■ Article:

########

Virginia Ferni Germano (16 December 1849 – 4 February 1934) was an Italian soprano opera singer.

Early life 

Virginia Ferni was born in Turin. Her mother was an actress, Francesca Ferni; her father was a cellist, Antonio Ferni; her siblings Angelo and Teresa were both musicians too. Virginia Ferni studied both violin and voice as a girl.

Career 

Virginia Ferni debuted on the opera stage in 1876, in Charles Gounod's Faust, at Madrid's Teatro Reale. She was the first to play Bizet's Carmen in Italian, at Milan's La Scala in 1885. She created the title role of Alfredo Catalani's Edmea when it premiered in 1896, and of Catalani's Loreley, when it was first performed in 1890. Arturo Toscanini made his professional conducting debut in Italy at an 1886 performance of Edmea starring Virginia Ferni Germano. Her 1886 appearance as Mignon in Milan prompted a London newspaper correspondent to comment that "her appearance is, to say the least, hardly suited for portraying a very youthful gipsy girl," but to concede that "her matured artistic abilities and fine voice sustain the part in a manner highly acceptable to her auditors."

########

■ Stated goal 1:
From the article on Virginia Ferni Germano, copy the stretch from "Virginia Ferni Germano (16" through "voice as a girl.".
■ Stated goal 2:
Name each of Virginia Ferni's relatives mentioned in the article on her, with how each is related to her.

■ Data extract:
########

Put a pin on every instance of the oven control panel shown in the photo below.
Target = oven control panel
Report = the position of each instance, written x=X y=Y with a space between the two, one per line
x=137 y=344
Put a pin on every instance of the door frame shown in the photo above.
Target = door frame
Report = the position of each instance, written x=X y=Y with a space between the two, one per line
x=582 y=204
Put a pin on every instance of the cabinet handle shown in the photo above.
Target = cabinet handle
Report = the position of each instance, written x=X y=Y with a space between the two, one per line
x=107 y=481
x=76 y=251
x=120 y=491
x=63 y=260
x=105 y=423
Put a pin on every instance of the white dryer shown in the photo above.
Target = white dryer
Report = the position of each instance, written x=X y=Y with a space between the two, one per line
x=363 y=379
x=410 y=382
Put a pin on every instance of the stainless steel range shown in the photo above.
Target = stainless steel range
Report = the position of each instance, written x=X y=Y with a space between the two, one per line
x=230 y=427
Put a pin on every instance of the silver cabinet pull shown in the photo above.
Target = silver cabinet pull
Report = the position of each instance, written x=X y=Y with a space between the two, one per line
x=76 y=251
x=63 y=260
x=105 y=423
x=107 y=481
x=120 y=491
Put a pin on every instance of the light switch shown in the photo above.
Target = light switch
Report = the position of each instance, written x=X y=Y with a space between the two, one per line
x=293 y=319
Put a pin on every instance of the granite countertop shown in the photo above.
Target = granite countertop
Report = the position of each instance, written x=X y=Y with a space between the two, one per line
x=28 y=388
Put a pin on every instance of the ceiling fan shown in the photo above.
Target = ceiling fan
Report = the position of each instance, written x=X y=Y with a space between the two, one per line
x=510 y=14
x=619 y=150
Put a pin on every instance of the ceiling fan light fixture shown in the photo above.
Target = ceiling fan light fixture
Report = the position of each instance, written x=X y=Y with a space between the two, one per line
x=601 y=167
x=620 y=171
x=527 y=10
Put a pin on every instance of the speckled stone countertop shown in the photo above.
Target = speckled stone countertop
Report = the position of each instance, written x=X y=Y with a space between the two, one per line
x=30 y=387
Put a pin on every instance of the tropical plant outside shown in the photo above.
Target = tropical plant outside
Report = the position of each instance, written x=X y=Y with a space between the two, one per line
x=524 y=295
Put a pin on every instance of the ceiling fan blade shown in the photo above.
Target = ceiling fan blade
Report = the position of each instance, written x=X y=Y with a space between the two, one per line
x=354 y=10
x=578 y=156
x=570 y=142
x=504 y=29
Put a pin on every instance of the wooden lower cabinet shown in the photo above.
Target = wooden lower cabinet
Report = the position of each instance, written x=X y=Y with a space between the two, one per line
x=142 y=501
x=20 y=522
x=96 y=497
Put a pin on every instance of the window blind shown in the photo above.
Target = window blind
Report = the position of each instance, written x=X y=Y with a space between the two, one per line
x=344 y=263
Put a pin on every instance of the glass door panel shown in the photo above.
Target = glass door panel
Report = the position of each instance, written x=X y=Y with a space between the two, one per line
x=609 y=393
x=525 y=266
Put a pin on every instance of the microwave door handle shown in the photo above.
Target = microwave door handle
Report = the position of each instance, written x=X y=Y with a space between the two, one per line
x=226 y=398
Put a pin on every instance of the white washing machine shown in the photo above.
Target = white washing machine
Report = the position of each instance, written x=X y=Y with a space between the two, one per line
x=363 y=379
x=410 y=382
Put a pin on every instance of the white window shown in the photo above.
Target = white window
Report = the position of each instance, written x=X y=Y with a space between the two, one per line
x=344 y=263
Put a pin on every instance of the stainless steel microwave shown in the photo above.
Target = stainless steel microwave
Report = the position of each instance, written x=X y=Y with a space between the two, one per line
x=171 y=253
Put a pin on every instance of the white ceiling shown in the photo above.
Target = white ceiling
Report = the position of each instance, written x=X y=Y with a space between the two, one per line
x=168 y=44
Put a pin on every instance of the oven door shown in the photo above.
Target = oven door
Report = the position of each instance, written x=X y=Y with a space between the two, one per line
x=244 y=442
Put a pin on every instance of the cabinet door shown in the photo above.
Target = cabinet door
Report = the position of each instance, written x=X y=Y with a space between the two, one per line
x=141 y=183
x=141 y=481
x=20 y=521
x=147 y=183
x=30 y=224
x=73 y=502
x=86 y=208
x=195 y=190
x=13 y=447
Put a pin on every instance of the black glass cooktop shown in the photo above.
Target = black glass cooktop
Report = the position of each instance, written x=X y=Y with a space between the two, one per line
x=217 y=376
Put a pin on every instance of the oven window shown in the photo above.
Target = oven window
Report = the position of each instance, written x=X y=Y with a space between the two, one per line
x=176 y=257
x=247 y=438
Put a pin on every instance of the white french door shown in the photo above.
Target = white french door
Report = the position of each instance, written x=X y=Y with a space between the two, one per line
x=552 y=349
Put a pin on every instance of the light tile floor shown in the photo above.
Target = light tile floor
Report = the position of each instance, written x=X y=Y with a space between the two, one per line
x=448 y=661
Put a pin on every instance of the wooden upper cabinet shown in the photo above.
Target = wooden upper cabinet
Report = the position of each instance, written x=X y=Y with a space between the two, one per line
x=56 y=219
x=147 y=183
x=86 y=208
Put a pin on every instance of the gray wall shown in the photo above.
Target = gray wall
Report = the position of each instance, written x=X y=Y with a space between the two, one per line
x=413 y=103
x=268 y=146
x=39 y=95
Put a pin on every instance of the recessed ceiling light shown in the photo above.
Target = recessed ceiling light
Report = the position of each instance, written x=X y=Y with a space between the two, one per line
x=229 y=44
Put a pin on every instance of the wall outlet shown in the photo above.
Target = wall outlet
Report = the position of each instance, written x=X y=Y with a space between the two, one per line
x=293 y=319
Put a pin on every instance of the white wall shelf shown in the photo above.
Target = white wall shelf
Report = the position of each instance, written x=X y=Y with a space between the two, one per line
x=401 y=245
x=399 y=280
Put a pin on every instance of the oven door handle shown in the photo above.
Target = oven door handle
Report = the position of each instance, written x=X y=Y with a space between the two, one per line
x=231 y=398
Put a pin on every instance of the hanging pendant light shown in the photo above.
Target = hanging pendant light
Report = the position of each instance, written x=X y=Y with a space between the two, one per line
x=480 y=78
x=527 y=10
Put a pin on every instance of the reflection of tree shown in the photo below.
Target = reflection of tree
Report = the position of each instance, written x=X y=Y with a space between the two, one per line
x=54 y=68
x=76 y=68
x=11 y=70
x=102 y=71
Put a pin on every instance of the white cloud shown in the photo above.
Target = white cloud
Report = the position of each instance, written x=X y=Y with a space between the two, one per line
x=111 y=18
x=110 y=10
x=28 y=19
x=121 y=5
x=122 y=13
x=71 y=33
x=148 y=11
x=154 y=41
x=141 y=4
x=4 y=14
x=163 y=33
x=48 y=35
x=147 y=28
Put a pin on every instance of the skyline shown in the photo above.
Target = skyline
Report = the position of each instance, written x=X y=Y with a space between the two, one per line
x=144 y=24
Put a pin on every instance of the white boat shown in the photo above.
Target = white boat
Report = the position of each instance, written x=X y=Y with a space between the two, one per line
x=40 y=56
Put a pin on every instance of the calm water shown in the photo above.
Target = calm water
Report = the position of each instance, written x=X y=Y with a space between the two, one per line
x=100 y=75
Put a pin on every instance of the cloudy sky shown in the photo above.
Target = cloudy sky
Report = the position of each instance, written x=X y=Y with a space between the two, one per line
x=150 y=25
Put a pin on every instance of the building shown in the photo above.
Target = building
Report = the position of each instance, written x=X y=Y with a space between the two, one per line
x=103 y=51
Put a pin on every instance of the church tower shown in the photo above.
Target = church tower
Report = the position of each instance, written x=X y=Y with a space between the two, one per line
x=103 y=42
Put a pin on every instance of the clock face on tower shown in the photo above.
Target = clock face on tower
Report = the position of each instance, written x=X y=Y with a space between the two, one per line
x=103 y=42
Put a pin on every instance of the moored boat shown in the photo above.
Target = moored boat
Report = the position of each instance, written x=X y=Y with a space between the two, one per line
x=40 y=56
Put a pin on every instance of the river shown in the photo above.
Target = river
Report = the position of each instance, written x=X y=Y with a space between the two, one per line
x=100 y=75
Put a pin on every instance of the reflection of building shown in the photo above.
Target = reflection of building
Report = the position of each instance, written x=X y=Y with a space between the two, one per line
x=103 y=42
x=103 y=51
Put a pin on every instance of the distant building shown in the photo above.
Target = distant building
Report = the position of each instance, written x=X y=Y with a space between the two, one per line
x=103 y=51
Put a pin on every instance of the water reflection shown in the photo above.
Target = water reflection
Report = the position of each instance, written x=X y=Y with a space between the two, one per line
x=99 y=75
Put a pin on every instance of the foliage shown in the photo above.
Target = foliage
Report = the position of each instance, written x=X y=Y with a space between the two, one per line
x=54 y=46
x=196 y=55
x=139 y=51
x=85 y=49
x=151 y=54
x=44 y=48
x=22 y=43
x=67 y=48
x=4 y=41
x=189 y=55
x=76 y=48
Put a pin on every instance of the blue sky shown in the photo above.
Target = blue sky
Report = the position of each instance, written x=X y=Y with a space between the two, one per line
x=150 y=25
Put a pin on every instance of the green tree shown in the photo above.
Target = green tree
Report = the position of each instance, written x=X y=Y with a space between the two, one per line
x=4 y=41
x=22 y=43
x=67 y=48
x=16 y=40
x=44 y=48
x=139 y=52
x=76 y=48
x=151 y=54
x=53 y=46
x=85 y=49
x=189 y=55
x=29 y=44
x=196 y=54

########

■ Expected output 1:
Virginia Ferni Germano (16 December 1849 – 4 February 1934) was an Italian soprano opera singer.

Early life 

Virginia Ferni was born in Turin. Her mother was an actress, Francesca Ferni; her father was a cellist, Antonio Ferni; her siblings Angelo and Teresa were both musicians too. Virginia Ferni studied both violin and voice as a girl.

■ Expected output 2:
- Francesca Ferni, her mother
- Antonio Ferni, her father
- Angelo, her sibling
- Teresa, her sibling